### Exercise
Rescale the listing from the line with "player's wrist, place" up to and including the line with "goalkeeper's face, place", giving each of those lines again, requests included. Multiply every point coordinate in the answers by 1.55 and round to whole numbers, with halves rounded up, and return only these lines.

(Saved data entries)
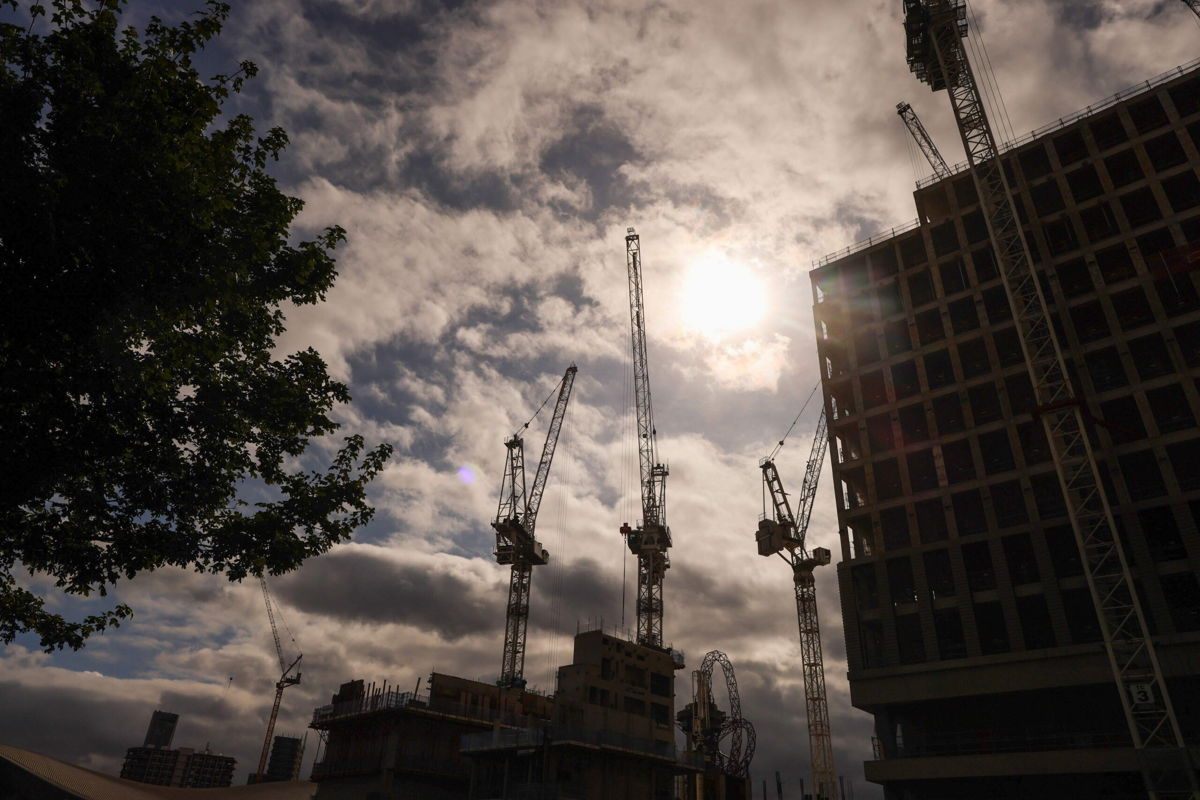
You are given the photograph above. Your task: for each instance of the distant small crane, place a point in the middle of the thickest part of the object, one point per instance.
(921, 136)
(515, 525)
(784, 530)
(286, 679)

...

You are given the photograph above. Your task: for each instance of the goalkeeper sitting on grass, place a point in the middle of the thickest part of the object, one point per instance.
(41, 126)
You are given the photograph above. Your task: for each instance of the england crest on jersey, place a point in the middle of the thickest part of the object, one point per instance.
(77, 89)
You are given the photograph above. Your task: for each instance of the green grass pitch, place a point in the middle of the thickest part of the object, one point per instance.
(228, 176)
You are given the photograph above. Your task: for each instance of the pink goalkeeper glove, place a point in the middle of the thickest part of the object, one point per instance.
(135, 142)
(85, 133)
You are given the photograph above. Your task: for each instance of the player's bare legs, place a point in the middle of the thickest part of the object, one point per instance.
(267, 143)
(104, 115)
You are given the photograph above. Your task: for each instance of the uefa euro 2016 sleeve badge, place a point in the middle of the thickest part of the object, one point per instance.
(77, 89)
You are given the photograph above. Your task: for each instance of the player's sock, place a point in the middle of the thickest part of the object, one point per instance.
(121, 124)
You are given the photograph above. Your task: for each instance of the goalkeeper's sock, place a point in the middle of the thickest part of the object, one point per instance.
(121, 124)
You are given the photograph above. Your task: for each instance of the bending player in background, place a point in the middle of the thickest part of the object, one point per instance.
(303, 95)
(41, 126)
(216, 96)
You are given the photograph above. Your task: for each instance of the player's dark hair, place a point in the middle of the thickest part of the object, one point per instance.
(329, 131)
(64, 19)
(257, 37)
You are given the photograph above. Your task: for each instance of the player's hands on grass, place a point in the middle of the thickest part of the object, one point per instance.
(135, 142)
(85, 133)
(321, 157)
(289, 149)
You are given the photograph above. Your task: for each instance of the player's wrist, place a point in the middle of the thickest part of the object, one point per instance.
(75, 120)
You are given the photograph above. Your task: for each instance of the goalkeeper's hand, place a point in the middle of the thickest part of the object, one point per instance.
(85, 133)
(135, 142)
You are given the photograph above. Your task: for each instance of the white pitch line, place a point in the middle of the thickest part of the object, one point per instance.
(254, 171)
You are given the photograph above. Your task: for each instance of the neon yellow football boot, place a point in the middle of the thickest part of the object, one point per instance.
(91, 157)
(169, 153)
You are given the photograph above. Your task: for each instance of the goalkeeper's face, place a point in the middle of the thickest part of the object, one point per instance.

### Solution for this task
You are given the photograph above. Your task: for each instance of the player's wrist, place a point in the middle of the thickest part of the object, one point per instance.
(116, 186)
You are given the photograph above. Your task: for each instance of the goalkeeper's hand, place a point in the middle of the thickest part of the object, one point per instance.
(132, 206)
(209, 220)
You are given the photograph above. Your task: for each instance of the white pitch line, place a point in the middle of the thickest part of the object, one point per instance.
(394, 265)
You are given the photograph above. Your task: for each instance of the neon yellow football boot, place a point in the middle of the thickest part of the object, one point per instance.
(141, 243)
(262, 237)
You are given the photograph above. Your task: for each instance of the goalkeeper's face, place a point in the middle of the thickest part of the object, one point per instance.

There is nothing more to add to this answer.